§ Passage given:
[start]

It’s there, you can smell it. It’s been mentioned in this thread already several times. Neither the Transformer, Ozone Air Cell, or Fan make hardly any noise at all, so your perception that it has to make a fair bit of noise is incorrect. Also the test with the drug dog being fooled was done independently, not by Ozonics.


----------



## Warford305 (Apr 12, 2019)

Gonna have to give it a try


----------



## corybrown50 (Dec 1, 2013)

I have the system, and using it last season, I had deer directly under me with no signs of alert. They almost seemed more calm then ever before. I did climb down once just to try to hear the sound. After 2 rungs on the ladder I lost the sound. 

Cory


----------



## Curtdawg88 (Aug 8, 2011)

corybrown50 said:


> I have the system, and using it last season, I had deer directly under me with no signs of alert. They almost seemed more calm then ever before. I did climb down once just to try to hear the sound. After 2 rungs on the ladder I lost the sound.
> 
> Cory


Are you talking about the Hunter Box system or the homemade version?


Sent from my iPhone using Tapatalk


----------



## corybrown50 (Dec 1, 2013)

Curtdawg88 said:


> Are you talking about the Hunter Box system or the homemade version?
> 
> 
> Sent from my iPhone using Tapatalk


YES....I guess is the answer.....
I have the 500 mg/hr kit that I put into a Pelican knock off from Harbor Freight. I have a couple 12v batteries that I took out of an 24v electric scooter picked from the side of the road. I did have an issue with the original emitter, but after emailing them, I was quickly helped through it. Super great company!!!! Awesome customer service!!!

I hung mine from an arm screwed into the tree with paracord strings allowing me 270 degrees of aiming the ozone. Simple and effective.


----------



## Curtdawg88 (Aug 8, 2011)

corybrown50 said:


> YES....I guess is the answer.....
> I have the 500 mg/hr kit that I put into a Pelican knock off from Harbor Freight. I have a couple 12v batteries that I took out of an 24v electric scooter picked from the side of the road. I did have an issue with the original emitter, but after emailing them, I was quickly helped through it. Super great company!!!! Awesome customer service!!!
> 
> I hung mine from an arm screwed into the tree with paracord strings allowing me 270 degrees of aiming the ozone. Simple and effective.


Awesome. I was considering doing something g similar as I don’t like the housing of the hunter box with the battery being separate. Do you have or could you take some pics of your setup? The inside?


Sent from my iPhone using Tapatalk


----------



## corybrown50 (Dec 1, 2013)

[end]

§ Information provided:

[start]

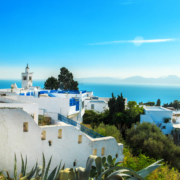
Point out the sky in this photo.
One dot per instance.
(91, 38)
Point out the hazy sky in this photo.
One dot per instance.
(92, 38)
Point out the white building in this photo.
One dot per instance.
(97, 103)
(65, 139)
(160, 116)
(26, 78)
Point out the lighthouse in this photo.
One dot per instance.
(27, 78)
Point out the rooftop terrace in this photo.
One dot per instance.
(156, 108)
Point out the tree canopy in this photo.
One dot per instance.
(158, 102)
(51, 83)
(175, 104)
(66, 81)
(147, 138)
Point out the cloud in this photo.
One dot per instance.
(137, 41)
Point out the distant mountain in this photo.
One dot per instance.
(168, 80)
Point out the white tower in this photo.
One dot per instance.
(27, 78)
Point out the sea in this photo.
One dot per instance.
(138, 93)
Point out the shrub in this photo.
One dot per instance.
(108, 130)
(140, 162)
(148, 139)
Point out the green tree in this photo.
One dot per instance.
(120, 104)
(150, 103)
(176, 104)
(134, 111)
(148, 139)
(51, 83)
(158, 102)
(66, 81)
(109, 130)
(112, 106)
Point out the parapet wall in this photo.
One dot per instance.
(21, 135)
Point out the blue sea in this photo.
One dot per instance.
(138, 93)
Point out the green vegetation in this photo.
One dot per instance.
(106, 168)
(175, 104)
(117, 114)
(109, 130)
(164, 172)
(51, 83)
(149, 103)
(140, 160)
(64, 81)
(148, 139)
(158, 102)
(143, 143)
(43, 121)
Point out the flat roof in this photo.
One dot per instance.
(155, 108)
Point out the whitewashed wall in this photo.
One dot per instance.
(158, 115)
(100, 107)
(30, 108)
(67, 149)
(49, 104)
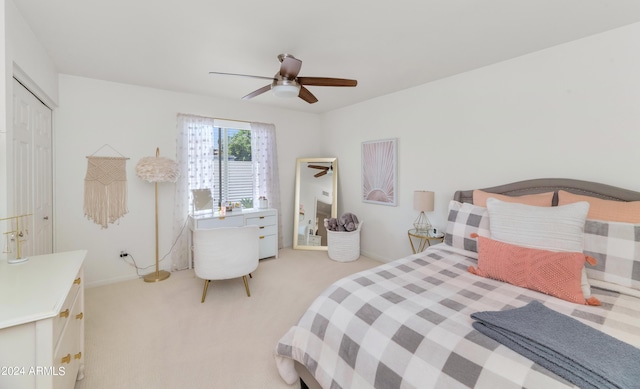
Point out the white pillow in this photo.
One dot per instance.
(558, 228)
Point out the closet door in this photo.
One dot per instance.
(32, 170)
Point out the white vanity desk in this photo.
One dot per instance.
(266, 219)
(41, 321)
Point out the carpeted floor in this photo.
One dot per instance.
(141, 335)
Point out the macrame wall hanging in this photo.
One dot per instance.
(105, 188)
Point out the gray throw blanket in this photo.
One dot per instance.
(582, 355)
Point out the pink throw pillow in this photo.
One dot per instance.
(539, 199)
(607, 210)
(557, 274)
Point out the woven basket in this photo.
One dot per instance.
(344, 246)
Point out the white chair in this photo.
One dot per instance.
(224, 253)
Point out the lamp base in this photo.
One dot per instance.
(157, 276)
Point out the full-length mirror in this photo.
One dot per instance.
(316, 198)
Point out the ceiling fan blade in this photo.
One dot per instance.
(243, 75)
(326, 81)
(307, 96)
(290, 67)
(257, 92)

[end]
[start]

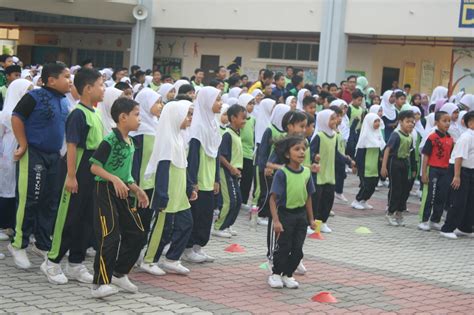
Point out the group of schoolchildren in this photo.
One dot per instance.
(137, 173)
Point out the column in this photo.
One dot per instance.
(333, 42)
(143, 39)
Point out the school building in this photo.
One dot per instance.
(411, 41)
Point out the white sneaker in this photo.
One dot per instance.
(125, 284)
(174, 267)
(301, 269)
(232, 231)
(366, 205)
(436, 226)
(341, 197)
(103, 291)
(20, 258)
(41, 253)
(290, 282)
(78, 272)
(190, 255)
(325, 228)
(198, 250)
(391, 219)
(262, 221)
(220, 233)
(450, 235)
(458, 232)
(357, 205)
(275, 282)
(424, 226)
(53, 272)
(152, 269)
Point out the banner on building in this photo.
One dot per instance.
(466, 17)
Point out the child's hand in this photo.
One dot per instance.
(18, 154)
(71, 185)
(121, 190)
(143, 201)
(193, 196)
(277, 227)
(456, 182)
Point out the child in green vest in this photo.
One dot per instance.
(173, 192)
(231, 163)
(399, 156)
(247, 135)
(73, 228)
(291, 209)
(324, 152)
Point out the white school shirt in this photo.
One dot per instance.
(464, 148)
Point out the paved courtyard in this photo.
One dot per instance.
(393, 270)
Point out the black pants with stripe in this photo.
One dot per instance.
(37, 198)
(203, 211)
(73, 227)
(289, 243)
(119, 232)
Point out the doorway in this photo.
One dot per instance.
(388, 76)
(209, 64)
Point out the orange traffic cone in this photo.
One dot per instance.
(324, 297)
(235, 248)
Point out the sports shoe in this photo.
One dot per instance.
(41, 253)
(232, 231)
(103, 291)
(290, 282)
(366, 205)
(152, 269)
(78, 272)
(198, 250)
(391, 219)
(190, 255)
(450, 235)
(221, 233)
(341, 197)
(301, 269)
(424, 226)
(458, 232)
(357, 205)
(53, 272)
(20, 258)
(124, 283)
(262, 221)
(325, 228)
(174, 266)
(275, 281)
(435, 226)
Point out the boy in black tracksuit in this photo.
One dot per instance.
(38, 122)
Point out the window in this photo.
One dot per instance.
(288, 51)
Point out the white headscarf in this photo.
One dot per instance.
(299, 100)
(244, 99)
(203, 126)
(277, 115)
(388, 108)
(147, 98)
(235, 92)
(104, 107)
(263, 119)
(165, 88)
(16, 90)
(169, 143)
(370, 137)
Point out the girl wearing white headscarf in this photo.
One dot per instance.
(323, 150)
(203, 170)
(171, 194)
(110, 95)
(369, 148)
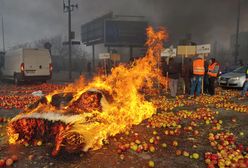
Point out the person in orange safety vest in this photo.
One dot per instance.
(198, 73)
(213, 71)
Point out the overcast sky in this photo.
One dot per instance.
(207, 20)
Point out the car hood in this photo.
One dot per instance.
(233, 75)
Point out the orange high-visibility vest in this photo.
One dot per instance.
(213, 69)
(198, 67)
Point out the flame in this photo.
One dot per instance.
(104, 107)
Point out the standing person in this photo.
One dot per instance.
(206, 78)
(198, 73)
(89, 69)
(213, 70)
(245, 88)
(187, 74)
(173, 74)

[end]
[start]

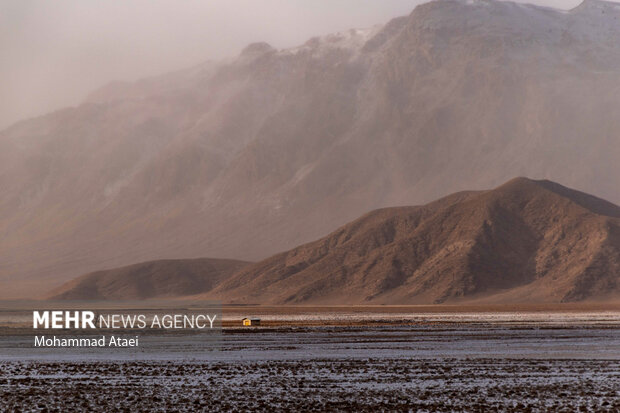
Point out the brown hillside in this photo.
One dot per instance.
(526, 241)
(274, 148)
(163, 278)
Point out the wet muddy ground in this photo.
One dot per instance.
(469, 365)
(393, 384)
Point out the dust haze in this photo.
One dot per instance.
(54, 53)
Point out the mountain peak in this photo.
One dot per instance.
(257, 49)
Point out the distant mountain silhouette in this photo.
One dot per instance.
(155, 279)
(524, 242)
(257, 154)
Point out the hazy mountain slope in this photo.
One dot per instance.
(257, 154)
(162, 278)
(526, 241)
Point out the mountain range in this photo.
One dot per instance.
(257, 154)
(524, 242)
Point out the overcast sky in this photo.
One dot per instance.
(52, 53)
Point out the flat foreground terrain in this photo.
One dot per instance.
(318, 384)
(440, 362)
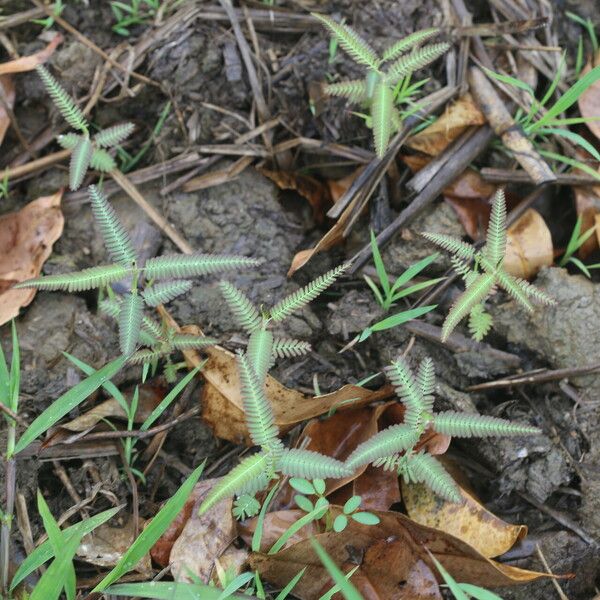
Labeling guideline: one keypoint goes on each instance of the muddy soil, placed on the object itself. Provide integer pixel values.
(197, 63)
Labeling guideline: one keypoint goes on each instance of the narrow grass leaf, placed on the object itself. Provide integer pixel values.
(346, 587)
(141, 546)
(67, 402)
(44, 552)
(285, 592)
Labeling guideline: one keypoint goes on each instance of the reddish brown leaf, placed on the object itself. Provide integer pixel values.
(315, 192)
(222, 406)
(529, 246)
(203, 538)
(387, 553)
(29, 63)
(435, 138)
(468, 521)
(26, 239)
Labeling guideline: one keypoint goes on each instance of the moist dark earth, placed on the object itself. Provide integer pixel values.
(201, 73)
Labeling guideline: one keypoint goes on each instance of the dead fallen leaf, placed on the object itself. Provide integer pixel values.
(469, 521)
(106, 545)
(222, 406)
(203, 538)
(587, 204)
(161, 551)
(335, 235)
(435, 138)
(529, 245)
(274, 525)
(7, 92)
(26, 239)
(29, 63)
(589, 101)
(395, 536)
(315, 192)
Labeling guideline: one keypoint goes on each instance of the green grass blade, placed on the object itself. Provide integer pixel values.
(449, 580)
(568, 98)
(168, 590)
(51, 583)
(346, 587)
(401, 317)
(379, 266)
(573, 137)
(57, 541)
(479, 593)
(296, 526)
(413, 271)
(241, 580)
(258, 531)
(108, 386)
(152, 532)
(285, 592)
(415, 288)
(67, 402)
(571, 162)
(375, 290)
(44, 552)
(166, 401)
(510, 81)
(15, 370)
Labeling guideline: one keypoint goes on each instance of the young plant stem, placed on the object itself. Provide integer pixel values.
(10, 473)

[end]

§ Requirements:
(a) According to the forum thread, where did corybrown50 get the couple of 12v batteries?
(b) Print the part of the forum thread that opens with the words containing "Awesome. I was" and closes with "setup? The inside?".

§ Responses per task:
(a) Out of a 24v electric scooter picked from the side of the road.

(b)
Awesome. I was considering doing something g similar as I don’t like the housing of the hunter box with the battery being separate. Do you have or could you take some pics of your setup? The inside?